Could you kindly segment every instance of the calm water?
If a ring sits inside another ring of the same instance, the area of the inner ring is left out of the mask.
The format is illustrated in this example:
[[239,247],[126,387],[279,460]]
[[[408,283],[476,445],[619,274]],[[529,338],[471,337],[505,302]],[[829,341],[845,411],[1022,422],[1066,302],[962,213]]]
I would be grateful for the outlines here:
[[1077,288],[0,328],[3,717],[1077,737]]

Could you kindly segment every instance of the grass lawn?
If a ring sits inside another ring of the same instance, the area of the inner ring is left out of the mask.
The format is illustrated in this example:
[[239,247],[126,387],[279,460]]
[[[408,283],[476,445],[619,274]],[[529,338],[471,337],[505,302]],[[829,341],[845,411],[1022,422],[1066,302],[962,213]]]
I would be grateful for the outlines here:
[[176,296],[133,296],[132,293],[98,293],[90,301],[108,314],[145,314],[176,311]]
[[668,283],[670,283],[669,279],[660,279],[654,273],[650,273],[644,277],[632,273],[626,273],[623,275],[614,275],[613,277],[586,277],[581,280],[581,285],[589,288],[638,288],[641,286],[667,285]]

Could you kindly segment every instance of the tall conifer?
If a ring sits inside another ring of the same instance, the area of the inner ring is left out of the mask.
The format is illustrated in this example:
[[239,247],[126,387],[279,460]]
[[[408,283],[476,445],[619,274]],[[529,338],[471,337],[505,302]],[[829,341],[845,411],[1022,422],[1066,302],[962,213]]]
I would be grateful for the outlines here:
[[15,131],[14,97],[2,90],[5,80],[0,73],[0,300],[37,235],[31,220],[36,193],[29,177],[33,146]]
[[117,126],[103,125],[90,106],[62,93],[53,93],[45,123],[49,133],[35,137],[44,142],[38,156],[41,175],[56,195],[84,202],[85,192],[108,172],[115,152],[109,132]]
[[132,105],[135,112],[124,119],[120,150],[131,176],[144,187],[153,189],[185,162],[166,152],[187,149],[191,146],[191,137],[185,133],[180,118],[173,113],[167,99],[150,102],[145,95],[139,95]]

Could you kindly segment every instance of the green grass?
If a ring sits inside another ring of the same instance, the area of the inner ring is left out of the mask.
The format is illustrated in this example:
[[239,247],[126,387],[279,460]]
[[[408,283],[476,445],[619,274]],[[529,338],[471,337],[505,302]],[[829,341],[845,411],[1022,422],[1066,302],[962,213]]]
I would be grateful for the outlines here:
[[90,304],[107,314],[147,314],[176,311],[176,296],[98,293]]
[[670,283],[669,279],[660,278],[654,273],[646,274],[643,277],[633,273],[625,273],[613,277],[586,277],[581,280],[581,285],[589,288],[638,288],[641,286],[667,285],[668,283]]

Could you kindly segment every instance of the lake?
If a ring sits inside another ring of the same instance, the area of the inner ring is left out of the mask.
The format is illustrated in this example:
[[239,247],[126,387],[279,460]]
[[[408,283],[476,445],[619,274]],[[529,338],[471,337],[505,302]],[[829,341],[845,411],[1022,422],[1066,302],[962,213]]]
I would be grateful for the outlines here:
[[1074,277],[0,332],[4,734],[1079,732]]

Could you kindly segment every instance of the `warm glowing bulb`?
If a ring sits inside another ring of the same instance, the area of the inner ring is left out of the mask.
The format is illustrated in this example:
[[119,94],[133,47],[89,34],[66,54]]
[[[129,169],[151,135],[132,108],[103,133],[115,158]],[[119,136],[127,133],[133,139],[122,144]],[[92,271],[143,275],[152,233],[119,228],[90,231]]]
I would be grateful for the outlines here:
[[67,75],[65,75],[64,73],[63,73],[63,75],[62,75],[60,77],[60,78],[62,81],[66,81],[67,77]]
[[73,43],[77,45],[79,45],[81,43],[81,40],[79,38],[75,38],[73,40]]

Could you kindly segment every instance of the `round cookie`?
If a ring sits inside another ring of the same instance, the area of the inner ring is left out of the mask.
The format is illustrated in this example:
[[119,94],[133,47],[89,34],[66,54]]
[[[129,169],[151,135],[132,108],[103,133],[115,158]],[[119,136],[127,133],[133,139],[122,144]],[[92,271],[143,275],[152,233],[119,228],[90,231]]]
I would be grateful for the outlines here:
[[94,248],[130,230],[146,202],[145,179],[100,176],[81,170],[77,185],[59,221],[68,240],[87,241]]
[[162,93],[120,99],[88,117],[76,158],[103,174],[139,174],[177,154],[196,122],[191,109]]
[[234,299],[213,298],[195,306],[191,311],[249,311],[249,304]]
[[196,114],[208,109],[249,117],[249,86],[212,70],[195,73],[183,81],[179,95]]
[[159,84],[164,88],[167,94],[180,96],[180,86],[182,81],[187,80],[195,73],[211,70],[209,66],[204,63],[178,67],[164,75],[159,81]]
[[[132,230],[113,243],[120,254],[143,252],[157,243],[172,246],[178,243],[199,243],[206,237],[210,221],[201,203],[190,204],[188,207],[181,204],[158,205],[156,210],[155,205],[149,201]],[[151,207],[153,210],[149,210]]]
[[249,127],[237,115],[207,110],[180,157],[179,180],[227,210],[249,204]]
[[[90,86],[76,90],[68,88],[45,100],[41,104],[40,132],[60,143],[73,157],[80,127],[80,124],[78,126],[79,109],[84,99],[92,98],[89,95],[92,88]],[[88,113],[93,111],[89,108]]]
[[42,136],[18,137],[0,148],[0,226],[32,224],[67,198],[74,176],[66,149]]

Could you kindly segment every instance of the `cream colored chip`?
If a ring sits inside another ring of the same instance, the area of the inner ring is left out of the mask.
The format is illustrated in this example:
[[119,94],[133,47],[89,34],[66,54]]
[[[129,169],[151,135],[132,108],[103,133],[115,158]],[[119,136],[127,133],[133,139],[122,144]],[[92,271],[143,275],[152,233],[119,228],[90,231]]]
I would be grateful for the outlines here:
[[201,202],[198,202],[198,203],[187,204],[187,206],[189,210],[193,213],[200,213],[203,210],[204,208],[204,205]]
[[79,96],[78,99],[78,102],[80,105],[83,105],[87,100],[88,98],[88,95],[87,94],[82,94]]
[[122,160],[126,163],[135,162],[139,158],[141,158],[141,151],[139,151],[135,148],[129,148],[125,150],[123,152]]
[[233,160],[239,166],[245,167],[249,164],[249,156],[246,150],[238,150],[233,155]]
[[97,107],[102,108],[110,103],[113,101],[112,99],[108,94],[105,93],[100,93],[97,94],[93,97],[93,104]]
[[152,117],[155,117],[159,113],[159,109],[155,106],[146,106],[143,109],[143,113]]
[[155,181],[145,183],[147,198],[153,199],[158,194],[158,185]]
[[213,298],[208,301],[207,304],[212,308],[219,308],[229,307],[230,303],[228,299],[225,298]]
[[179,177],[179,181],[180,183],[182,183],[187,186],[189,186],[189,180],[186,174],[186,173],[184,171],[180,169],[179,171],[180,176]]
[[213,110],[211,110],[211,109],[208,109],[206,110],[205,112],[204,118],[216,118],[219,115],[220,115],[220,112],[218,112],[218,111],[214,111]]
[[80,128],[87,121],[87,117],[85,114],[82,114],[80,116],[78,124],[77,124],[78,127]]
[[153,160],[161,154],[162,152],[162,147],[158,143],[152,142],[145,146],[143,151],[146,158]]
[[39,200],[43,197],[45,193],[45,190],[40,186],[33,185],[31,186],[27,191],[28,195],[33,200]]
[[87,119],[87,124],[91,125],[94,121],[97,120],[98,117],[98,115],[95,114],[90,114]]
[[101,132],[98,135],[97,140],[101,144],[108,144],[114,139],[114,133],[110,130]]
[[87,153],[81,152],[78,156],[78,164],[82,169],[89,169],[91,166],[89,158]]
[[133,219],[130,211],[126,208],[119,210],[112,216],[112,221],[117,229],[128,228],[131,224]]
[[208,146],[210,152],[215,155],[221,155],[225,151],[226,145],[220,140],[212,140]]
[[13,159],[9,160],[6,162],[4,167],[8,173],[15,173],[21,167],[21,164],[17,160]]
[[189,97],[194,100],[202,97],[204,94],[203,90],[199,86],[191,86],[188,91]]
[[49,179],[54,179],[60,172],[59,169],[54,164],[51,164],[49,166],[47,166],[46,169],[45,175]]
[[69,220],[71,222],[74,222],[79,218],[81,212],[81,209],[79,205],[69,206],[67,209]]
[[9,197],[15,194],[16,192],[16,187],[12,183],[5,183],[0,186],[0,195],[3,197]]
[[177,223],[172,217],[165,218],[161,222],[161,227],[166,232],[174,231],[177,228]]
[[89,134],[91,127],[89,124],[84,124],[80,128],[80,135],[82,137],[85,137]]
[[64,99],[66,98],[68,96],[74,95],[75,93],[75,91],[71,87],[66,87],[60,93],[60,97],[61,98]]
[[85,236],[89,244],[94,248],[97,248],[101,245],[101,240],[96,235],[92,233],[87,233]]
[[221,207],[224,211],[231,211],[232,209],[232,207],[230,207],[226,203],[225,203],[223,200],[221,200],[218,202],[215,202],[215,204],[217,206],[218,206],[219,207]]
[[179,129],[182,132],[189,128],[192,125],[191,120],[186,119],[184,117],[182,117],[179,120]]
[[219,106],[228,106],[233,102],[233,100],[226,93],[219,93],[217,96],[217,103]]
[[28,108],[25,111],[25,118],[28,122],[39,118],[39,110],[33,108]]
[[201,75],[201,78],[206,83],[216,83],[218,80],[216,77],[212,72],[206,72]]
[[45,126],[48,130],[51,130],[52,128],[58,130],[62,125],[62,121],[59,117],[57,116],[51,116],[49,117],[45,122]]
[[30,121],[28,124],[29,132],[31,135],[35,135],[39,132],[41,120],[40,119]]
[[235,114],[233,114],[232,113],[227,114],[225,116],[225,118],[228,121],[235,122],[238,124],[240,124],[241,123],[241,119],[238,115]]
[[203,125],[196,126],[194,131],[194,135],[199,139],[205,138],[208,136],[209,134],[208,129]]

★ ★ ★ ★ ★

WRITTEN EXERCISE:
Write out the records from the start up to and including the line with "[[1077,288],[0,328],[3,717],[1077,737]]", with every coordinate in the answers raised by 30.

ANSWER TO THIS TASK:
Could you kindly segment every instance of the calm water?
If a ring sits inside another ring of the same instance, the area of the inner ring is left out of the mask.
The format is illustrated in this example:
[[239,247],[126,387],[279,460]]
[[[408,283],[476,445],[619,274]],[[529,338],[471,337],[505,302]],[[829,341],[845,411],[1022,422],[1066,302],[962,213]]]
I would be grateful for the outlines here:
[[1107,318],[30,358],[33,747],[1107,767]]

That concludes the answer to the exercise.